PROBLEM STATEMENT -> Carry over every entry exactly as it appears in the records.

━━━━━ AVAILABLE DATA

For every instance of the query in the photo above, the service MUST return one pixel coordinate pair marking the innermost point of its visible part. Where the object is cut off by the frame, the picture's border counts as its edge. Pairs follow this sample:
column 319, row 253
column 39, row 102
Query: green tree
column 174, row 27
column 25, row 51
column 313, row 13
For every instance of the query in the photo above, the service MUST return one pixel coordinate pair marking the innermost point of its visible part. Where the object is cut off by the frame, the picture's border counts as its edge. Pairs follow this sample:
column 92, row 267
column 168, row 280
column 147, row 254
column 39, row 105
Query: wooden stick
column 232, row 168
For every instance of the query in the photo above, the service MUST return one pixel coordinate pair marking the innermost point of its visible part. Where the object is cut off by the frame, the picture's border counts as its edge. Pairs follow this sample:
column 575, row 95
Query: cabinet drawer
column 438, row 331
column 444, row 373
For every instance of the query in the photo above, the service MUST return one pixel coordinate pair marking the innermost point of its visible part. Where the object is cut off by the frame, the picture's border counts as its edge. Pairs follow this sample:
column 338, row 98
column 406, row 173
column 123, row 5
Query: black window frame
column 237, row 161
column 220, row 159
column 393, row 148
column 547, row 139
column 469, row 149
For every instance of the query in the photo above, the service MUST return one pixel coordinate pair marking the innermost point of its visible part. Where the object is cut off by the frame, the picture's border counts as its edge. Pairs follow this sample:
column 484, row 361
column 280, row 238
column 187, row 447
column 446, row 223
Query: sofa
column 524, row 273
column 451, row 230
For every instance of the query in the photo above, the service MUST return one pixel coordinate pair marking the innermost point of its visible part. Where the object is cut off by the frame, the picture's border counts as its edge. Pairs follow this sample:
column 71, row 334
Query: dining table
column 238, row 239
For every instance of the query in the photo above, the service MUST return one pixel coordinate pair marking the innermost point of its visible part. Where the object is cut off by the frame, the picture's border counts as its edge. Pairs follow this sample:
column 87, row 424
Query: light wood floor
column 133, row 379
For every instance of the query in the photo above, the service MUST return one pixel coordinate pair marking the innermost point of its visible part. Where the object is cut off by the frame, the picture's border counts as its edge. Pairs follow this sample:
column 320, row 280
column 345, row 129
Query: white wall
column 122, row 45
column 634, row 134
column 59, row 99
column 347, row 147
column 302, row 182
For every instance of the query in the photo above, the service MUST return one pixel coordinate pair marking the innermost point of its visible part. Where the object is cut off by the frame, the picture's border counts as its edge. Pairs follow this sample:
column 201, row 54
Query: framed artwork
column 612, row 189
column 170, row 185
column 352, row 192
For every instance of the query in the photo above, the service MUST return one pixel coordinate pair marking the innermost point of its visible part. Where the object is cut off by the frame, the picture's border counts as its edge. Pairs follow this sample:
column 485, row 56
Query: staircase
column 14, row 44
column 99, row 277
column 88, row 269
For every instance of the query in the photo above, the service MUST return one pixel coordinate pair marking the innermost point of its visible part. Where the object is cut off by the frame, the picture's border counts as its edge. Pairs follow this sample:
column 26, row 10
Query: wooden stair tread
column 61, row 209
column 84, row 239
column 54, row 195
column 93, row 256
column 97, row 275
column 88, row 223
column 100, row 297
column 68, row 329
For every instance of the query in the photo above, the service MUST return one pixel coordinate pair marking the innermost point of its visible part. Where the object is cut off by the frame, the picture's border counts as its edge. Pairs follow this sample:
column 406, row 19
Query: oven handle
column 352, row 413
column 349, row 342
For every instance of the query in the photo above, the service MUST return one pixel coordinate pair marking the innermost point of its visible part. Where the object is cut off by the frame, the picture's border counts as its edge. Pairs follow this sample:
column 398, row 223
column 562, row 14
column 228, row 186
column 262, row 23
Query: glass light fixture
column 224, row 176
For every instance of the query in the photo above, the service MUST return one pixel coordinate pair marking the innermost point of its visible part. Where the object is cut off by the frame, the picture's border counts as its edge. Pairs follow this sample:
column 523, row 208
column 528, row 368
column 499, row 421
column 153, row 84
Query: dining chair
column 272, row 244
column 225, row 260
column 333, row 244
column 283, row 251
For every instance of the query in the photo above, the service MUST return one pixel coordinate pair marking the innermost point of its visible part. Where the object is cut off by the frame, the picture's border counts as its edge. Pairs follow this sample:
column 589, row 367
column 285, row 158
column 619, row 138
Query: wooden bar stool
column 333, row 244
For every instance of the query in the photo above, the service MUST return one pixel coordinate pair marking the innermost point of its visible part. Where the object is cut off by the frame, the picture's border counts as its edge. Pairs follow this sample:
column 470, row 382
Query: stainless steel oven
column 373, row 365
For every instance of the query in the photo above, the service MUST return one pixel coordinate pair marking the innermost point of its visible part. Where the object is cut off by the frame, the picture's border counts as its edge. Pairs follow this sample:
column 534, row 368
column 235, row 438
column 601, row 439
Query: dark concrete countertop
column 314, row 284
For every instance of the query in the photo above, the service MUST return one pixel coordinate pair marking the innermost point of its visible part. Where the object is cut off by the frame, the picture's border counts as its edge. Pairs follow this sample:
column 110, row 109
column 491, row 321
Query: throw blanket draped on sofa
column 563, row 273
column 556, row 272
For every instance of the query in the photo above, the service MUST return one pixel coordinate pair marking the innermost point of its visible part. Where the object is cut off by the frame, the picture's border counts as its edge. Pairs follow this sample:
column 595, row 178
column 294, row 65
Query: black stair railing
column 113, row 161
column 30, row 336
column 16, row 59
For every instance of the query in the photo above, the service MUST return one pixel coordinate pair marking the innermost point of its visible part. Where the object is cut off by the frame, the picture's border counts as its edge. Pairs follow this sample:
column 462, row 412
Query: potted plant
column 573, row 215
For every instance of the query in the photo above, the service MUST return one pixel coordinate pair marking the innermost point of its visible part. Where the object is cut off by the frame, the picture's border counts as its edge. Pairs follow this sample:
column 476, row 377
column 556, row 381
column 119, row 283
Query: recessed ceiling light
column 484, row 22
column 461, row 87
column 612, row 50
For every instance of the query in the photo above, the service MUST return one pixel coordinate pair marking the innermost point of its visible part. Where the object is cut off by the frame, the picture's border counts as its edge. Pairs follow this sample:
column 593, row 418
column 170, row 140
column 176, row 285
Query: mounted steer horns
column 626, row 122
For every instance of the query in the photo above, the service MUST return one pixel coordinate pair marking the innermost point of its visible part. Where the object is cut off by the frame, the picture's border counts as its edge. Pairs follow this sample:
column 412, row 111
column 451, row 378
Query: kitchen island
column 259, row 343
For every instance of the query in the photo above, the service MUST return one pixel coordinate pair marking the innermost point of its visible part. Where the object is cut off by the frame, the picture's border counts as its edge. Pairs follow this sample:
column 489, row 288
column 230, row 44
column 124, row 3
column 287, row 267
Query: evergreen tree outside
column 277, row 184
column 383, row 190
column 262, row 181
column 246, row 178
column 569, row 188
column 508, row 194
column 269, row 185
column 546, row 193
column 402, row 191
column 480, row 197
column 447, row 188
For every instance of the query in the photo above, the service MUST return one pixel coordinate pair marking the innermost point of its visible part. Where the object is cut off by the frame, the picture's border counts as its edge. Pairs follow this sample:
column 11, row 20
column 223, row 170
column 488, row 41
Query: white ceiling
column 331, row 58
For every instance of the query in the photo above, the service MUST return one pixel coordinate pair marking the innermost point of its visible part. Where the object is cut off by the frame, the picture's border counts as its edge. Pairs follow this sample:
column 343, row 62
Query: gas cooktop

━━━━━━━━━━

TASK SOLUTION ->
For every instance of the query in the photo above, the service MUST return one pixel coordinate pair marking the innermost point of its visible part. Where the object is cut off by the frame, the picture's border counts as its edge. Pairs follow this sample:
column 319, row 253
column 39, row 102
Query: green tree
column 174, row 27
column 25, row 51
column 313, row 13
For every instance of the query in the photo above, the service MUST return one pixel coordinate pair marking the innermost point of its visible part. Where the object is cut off by the frame, the picture's border counts as its edge. Pairs follow this sample:
column 92, row 267
column 168, row 280
column 147, row 254
column 39, row 105
Query: wooden stick
column 232, row 168
For every instance of the query in the photo above, the service MUST return one pixel coordinate pair marking the innermost point of its visible part. Where the object is cut off by the frame, the picture's border counts as its edge. Pairs follow this sample:
column 575, row 95
Query: cabinet drawer
column 438, row 331
column 444, row 373
For every instance of the query in the photo above, the service MUST return one pixel coordinate pair marking the innermost point of its visible part. Where the object is cut off by the frame, the picture's border counts as its edge. Pairs follow this sample:
column 338, row 98
column 406, row 173
column 123, row 5
Query: black window frame
column 237, row 161
column 220, row 159
column 393, row 148
column 547, row 139
column 469, row 149
For every instance of the query in the photo above, the service MUST return one pixel coordinate pair marking the innermost point of its visible part. Where the object is cut off by the frame, the picture's border counts as its edge. Pairs follow this sample:
column 484, row 361
column 280, row 238
column 187, row 447
column 446, row 223
Query: sofa
column 524, row 273
column 451, row 230
For every instance of the query in the photo above, the service MUST return one pixel coordinate pair marking the innermost point of its visible part. Where the object is cut off by the frame, the picture's border counts as its edge. Pairs follow this sample:
column 71, row 334
Query: dining table
column 238, row 239
For every instance of the query in the photo above, the service MUST return one pixel coordinate pair marking the innermost point of its visible part. Where the object is cut off by the frame, the picture's border counts as its edge. Pairs follow this sample:
column 87, row 424
Query: light wood floor
column 133, row 379
For every instance of the query in the photo above, the service MUST return one pixel coordinate pair marking the innermost point of its visible part. Where the object is cut off by the frame, the picture's border counts as its edge. Pairs follow this sample:
column 320, row 280
column 345, row 129
Query: white wall
column 122, row 45
column 634, row 134
column 59, row 99
column 347, row 147
column 302, row 182
For every instance of the query in the photo above, the service MUST return one pixel coordinate pair marking the innermost point of its visible part. Where the object is cut off by the frame, the picture's border counts as its edge. Pairs follow this sample:
column 201, row 54
Query: framed artwork
column 612, row 189
column 170, row 185
column 352, row 192
For every instance of the query in the photo above, the service MUST return one pixel coordinate pair marking the innermost point of its visible part. Where the object is cut off by the frame, the picture's border counts as its edge. Pairs follow this sample:
column 485, row 56
Query: staircase
column 14, row 44
column 99, row 277
column 88, row 269
For every instance of the query in the photo above, the service MUST return one pixel coordinate pair marking the innermost point of its visible part. Where the object is cut off by the frame, the picture's border counts as its edge. Pairs follow this sample:
column 26, row 10
Query: wooden stair tread
column 61, row 209
column 84, row 239
column 54, row 195
column 93, row 256
column 97, row 275
column 88, row 223
column 100, row 297
column 68, row 329
For every instance of the query in the photo above, the service MUST return one pixel coordinate pair marking the innermost point of its visible part. Where the object is cut off by the frame, the picture's border counts as its edge. Pairs follow this sample:
column 406, row 19
Query: oven handle
column 352, row 413
column 349, row 342
For every instance of the query in the photo above, the service MUST return one pixel coordinate pair marking the innermost point of its visible part. Where the object is cut off by the frame, the picture's border counts as its edge. Pairs follow this sample:
column 398, row 223
column 562, row 14
column 228, row 186
column 262, row 23
Query: glass light fixture
column 224, row 176
For every instance of the query in the photo above, the service MUST return one pixel coordinate pair marking the innermost point of its visible part. Where the object is cut off by the frame, the picture's border counts as its edge. Pairs follow this sample:
column 523, row 208
column 528, row 368
column 499, row 421
column 153, row 84
Query: dining chair
column 272, row 244
column 225, row 260
column 333, row 244
column 283, row 251
For every instance of the query in the photo above, the service MUST return one pixel coordinate pair marking the innermost point of its visible part. Where the object is cut off by the frame, the picture's border counts as its edge. Pairs follow this sample:
column 589, row 367
column 285, row 158
column 619, row 138
Query: wooden bar stool
column 333, row 244
For every instance of the query in the photo above, the service MUST return one pixel coordinate pair marking the innermost point of its visible part. Where the object is cut off by the frame, the picture's border counts as its edge. Pairs follow this sample:
column 470, row 382
Query: stainless steel oven
column 373, row 365
For every instance of the query in the photo above, the service MUST return one pixel coordinate pair marking the innermost point of its visible part. Where the object is cut off by the frame, the picture's border counts as its edge. Pairs follow this sample:
column 534, row 368
column 235, row 438
column 601, row 439
Query: dark concrete countertop
column 314, row 284
For every instance of the query in the photo above, the service MUST return one pixel coordinate pair marking the innermost point of its visible part. Where the object is cut off by the frame, the picture's border counts as its edge. Pairs follow this sample:
column 110, row 109
column 491, row 321
Query: throw blanket draped on sofa
column 563, row 273
column 556, row 272
For every instance of the query in the photo above, the service MUST return one pixel coordinate pair marking the innermost point of its visible part. Where the object is cut off by the frame, the picture's border counts as its edge. Pairs follow this sample:
column 595, row 178
column 294, row 65
Query: black stair railing
column 113, row 161
column 30, row 336
column 16, row 59
For every instance of the query in the photo above, the service MUST return one pixel coordinate pair marking the innermost point of its visible part. Where the object is cut off by the frame, the picture's border counts as its edge. Pairs follow this sample:
column 462, row 412
Query: potted plant
column 573, row 215
For every instance of the query in the photo above, the service MUST return one pixel coordinate pair marking the innermost point of its visible part. Where the object is cut off by the frame, the picture's border counts as its edge. Pairs follow this sample:
column 476, row 377
column 556, row 381
column 119, row 283
Query: recessed ceiling light
column 484, row 22
column 461, row 87
column 612, row 50
For every instance of the query in the photo above, the service MUST return one pixel coordinate pair marking the innermost point of its visible part. Where the object is cut off by the frame, the picture's border counts as its edge. Pairs follow this sample:
column 593, row 418
column 170, row 140
column 176, row 285
Query: mounted steer horns
column 626, row 122
For every instance of the query in the photo above, the service MUST return one pixel coordinate pair marking the innermost point of its visible part. Where the object is cut off by the frame, the picture's border counts as its edge. Pairs follow this sample:
column 412, row 111
column 451, row 378
Query: kitchen island
column 259, row 343
For every instance of the query in the photo above, the service MUST return one pixel coordinate pair marking the innermost point of its visible part. Where the object is cut off by the frame, the picture's border counts as its edge. Pairs follow this sample:
column 489, row 288
column 230, row 44
column 124, row 3
column 287, row 267
Query: evergreen tree outside
column 277, row 184
column 383, row 190
column 262, row 181
column 246, row 178
column 569, row 188
column 508, row 194
column 269, row 185
column 546, row 193
column 402, row 191
column 480, row 197
column 447, row 188
For every instance of the query in the photo above, the service MUST return one pixel coordinate pair marking the innermost point of its visible part. Where the object is cut off by the frame, the picture's border counts as its edge. Pairs follow this sample:
column 11, row 20
column 223, row 170
column 488, row 41
Query: white ceiling
column 331, row 58
For every instance of the query in the photo above, the service MUST return one pixel coordinate pair marking the innermost point of its visible part. Where the object is cut off by the frame, the picture's border counts as its edge. Pairs follow this sample:
column 343, row 62
Query: gas cooktop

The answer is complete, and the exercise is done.